An early November meeting with Santa Clara County residents and regulators eased public concerns about the Lehigh Southwest Cement facilities in unincorporated Cupertino, Calif., reported the San Jose Mercury News. County Supervisor Joe Simitian hosted the informational two-hour meeting, and was joined by 12 representatives from seven different regulatory agencies.
“We have so many different regulatory agencies with responsibilities for the Lehigh plant and quarry,” Simitian explained. “I frankly thought that it would be helpful to create some kind of forum where these folks were given the opportunity – and, if I may say so, actually obliged – to sit down around the table and talk with one another because it’s a little hard to get different agencies all around the table at the same time.”
The seven agencies included the Bay Area Quality Management District, the San Francisco Regional Water Quality Control Board, the Santa Clara County Department of Environmental Health, Santa Clara County Planning and Development Department, The Santa Clara Valley Water District, the U.S. Environmental Protection Agency, and the Santa Clara County Counsel.
The main topics at the meeting addressed by Simitian and the representatives centered on resident concerns related to air quality, water quality and noise. Wayne Kino from the Bay Area Air Quality Management District said that a new emissions stack at the cement facility is now operational and reduces emission points from more than 30 to only two. He also said that a number of permit regulations are being modified and should be implemented in early 2016.
Quality of the groundwater was also a main concern of residents at the meeting. In April, Lehigh agreed to a joint federal and state Clean Water Act settlement with the EPA that required the company to reduce toxic discharges of selenium and other metals into the Permanente Creek, which runs near the facility and into the San Francisco Bay.
A representative from the Santa Clara Valley Water District said water quality is improving near Lehigh. “There are 20 wells that we measure within four miles of the facility. When I took a look at the data, of 200 samples, 85 percent of them showed there’s not detectable signs of selenium, mercury or arsenic,” said Liang Lee from the Santa Clara Valley Water District. “Of the 15 percent that showed detectable signs, they’re all below the health-based standards”

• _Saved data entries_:
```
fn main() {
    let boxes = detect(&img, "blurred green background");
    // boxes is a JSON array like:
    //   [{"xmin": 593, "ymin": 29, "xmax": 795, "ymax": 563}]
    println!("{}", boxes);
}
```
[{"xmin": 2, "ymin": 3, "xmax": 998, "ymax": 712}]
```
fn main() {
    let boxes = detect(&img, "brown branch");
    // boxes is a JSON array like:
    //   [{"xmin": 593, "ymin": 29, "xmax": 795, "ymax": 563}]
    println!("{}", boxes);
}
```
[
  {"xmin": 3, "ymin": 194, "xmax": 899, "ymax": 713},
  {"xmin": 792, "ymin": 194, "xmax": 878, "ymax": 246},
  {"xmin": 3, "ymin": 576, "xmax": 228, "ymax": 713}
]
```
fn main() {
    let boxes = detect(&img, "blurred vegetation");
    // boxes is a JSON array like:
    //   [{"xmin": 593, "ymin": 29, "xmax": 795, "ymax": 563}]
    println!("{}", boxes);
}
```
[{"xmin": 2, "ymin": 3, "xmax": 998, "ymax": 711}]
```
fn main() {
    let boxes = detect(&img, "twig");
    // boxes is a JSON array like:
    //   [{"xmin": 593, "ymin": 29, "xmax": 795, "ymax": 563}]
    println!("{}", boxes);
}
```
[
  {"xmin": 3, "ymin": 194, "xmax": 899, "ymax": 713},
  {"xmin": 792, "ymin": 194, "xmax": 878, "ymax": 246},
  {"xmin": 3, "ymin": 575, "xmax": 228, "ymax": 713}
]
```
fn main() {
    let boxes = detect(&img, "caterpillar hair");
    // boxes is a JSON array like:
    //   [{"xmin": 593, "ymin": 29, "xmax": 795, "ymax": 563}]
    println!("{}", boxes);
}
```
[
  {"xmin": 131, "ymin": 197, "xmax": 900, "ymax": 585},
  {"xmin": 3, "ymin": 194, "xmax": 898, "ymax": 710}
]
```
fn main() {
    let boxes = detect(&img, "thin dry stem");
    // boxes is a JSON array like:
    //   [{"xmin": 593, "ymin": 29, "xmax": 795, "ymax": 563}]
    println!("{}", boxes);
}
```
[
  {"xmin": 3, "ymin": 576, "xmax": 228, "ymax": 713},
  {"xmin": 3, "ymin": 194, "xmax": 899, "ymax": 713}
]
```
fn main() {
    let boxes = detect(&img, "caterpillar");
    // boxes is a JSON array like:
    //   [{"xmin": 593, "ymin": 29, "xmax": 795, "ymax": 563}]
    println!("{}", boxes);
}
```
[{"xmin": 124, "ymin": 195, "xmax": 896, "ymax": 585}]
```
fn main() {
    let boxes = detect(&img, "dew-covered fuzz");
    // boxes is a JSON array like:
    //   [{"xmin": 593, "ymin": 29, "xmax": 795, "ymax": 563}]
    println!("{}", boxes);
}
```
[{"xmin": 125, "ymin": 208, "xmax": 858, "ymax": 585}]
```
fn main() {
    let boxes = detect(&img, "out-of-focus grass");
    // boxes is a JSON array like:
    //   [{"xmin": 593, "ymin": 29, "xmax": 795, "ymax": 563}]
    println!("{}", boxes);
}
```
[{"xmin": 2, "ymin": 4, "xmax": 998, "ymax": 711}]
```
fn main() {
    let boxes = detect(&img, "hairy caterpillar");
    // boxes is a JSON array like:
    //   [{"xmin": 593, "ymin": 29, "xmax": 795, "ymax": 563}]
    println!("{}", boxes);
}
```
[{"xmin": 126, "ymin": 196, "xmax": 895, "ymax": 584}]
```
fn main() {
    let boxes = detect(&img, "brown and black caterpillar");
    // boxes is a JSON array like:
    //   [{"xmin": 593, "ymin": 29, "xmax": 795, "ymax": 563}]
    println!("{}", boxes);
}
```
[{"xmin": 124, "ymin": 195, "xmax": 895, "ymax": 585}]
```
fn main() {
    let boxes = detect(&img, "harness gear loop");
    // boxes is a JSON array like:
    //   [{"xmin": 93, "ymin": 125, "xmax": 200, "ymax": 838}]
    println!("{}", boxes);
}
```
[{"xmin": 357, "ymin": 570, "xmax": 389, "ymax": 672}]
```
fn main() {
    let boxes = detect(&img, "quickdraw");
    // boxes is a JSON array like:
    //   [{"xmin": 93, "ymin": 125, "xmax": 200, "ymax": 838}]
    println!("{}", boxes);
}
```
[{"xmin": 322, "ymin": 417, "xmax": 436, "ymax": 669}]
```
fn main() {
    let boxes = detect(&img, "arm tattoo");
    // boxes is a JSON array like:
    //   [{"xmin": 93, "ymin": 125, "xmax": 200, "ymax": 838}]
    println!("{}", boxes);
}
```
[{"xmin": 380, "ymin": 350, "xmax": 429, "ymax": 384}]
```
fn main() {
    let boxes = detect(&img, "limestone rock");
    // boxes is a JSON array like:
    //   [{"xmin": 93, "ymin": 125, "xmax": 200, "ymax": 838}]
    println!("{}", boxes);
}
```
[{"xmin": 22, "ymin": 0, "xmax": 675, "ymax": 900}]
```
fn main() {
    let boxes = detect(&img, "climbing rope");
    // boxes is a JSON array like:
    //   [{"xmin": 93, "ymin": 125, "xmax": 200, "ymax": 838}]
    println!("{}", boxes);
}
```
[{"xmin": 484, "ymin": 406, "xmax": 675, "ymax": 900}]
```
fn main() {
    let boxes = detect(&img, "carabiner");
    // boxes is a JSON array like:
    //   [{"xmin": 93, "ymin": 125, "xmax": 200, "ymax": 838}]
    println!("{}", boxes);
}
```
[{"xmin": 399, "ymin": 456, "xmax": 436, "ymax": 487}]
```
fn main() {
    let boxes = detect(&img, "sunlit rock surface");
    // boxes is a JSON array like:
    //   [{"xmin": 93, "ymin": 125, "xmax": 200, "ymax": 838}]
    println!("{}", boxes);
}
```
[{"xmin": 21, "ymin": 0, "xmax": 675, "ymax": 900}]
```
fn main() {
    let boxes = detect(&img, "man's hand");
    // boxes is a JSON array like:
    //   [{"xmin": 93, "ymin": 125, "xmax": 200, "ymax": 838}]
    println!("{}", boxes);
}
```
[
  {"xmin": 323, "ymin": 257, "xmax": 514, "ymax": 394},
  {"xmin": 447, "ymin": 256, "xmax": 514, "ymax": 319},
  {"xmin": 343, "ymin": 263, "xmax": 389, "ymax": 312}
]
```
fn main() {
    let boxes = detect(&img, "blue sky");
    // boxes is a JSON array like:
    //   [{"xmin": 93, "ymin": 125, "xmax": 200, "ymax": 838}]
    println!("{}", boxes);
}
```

• _Task requirements_:
Write the next few sentences of the news report about the Lehigh Southwest Cement meeting, picking up right after its final sentence.

• _Task response_:
Dyan Whyte from the San Francisco Regional Water Quality Control Board said that her agency is setting up a way to gauge the safety of water located on the facility property and nearby. “We have a groundwater investigative unit, and we currently have Lehigh under an official order to do investigative work in relation to groundwater,” Whyte said. “Within the last two months they’ve installed 32 groundwater monitoring wells out there in very specific locations and very specific depths so that we could get a much better understanding of the hydrogeology in that region.”
In regard to noise complaints, Jim Blamey, who represented the Santa Clara County Department of Environmental Health, said, “In this particular case, because of the number and where the complaints were coming from, we decided to bring in an expert from outside to help us out with the noise.”
Lehigh Southwest Cement paid for a noise study, and consultants are drafting a report for the county. Blamey said the report should be posted on the county planning department’s website upon its completion in the next couple of months.
Simitian said panel discussions like these could take place at least twice a year, but a date for the next public meeting has not been set.